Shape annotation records
--*--

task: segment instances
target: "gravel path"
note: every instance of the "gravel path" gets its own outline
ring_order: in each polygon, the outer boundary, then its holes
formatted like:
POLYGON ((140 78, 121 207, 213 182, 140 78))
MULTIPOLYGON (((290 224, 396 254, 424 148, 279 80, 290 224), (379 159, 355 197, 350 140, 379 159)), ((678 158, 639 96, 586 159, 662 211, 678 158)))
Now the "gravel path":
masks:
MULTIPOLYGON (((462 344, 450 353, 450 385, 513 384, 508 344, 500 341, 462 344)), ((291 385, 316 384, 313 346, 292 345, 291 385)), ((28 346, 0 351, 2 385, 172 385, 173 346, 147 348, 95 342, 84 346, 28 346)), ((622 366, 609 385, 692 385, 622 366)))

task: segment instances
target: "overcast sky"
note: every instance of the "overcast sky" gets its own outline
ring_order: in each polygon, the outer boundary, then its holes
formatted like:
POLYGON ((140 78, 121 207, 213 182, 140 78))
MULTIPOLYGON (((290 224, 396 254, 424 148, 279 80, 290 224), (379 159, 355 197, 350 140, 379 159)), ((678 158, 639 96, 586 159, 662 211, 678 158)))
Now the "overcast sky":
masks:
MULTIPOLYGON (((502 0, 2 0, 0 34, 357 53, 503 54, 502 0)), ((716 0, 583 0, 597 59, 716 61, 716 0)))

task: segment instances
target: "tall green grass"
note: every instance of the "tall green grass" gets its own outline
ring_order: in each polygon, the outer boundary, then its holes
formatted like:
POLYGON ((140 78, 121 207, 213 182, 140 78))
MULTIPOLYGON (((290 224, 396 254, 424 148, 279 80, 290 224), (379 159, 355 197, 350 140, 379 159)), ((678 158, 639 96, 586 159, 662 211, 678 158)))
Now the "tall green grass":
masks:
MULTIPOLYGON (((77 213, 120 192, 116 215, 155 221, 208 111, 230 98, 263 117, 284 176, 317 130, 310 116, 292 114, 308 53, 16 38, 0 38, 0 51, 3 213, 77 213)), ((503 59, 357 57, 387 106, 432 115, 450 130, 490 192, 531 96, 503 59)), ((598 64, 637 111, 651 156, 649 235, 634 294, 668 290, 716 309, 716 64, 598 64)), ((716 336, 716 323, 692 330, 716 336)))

--*--

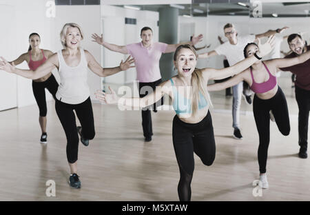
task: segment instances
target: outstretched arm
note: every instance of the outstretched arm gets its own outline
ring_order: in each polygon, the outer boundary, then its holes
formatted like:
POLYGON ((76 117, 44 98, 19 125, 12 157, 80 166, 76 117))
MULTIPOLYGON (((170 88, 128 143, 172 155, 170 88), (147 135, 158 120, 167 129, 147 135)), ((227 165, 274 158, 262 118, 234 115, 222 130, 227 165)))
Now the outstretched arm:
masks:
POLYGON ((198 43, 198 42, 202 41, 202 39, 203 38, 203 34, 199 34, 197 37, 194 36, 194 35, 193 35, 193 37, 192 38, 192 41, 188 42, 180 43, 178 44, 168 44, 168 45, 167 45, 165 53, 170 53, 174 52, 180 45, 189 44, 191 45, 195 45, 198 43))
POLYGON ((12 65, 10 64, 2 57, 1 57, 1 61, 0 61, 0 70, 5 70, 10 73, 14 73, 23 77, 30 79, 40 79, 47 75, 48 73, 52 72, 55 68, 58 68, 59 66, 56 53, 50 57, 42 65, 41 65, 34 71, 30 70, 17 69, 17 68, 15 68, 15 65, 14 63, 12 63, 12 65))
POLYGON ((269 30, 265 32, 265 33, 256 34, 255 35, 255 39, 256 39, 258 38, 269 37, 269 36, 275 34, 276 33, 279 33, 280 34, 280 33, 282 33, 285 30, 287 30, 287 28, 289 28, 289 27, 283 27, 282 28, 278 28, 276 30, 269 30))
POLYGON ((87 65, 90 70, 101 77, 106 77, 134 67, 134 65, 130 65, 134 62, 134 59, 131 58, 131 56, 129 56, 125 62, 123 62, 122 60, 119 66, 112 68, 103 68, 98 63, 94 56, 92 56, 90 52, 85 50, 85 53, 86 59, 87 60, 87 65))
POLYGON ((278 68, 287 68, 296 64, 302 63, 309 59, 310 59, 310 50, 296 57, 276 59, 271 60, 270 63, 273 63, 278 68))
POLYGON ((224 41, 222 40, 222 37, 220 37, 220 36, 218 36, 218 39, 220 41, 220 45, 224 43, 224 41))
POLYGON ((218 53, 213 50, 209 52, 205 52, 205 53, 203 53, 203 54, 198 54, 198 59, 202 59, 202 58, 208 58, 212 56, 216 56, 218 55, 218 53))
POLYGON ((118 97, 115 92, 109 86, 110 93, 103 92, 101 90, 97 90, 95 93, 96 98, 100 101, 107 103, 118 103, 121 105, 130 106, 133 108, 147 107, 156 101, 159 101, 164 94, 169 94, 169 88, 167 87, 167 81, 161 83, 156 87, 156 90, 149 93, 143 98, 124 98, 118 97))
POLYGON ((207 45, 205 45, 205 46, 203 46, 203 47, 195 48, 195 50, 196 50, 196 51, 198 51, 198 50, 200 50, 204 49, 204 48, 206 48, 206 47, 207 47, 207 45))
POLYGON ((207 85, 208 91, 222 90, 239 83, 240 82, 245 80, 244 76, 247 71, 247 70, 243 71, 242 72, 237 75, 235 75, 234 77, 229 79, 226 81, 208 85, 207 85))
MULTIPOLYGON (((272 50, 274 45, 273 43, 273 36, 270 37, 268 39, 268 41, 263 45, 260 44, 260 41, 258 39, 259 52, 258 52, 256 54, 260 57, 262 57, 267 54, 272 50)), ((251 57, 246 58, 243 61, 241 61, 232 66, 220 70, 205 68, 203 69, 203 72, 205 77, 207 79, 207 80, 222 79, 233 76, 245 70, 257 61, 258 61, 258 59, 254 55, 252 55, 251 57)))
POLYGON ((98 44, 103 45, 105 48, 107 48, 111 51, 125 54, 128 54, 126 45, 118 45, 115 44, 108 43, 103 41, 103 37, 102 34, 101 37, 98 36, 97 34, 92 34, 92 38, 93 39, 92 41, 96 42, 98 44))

--*--

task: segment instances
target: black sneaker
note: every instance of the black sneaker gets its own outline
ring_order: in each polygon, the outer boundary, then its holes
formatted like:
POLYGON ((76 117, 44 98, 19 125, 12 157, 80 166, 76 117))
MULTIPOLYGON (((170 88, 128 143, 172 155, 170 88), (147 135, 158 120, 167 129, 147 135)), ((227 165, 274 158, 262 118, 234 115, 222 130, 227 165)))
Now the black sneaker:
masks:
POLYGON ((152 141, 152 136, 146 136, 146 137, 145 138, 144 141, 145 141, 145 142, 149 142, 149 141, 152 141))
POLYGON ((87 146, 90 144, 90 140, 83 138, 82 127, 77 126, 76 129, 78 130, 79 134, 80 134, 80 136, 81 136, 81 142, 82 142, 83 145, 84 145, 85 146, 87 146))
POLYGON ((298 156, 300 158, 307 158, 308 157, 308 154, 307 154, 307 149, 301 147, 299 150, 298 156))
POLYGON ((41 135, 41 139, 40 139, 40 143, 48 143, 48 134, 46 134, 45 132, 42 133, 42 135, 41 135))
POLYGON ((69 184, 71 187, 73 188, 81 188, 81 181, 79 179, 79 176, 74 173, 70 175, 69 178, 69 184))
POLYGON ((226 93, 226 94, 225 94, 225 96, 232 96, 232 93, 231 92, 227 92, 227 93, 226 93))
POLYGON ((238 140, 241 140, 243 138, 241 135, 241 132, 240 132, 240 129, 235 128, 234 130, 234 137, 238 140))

--*--

### Objective
Count the lines in the records above that contain the string "sneaker", treating case as significant. Reply with only the number.

### Written response
3